To do:
Copy the data from the line that contains "Target: orange long-sleeve shirt" to its last line, exactly, including both of those lines and leaving out everything before.

══ Given information ══

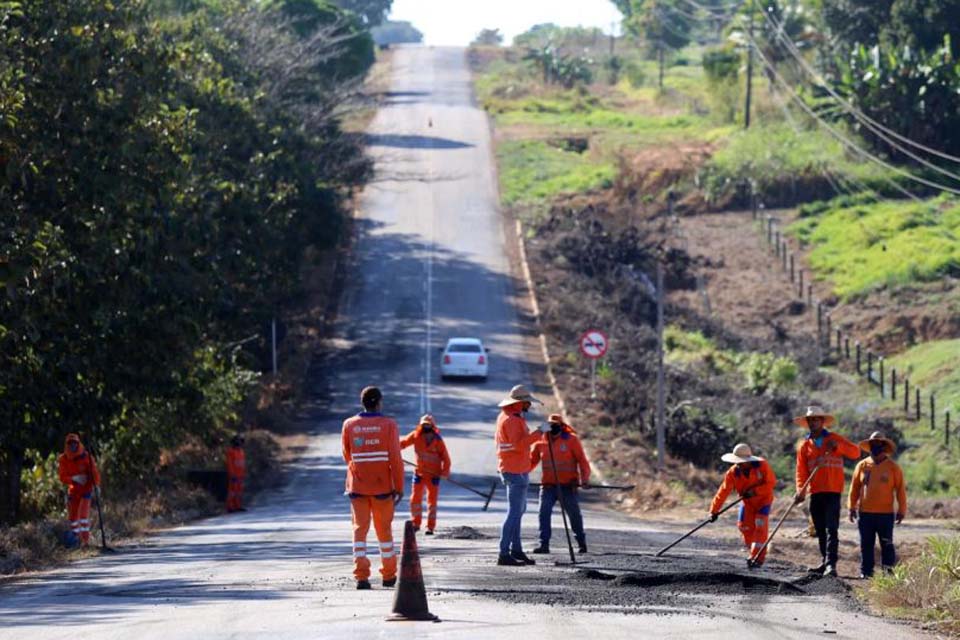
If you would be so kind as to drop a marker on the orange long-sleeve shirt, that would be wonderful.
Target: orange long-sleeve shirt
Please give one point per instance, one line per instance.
(757, 477)
(571, 461)
(513, 441)
(371, 449)
(810, 455)
(874, 486)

═══

Your solution:
Target: orange long-sleeve shirt
Please give one point per instance, one line per instance.
(757, 477)
(571, 461)
(513, 441)
(371, 449)
(810, 455)
(874, 486)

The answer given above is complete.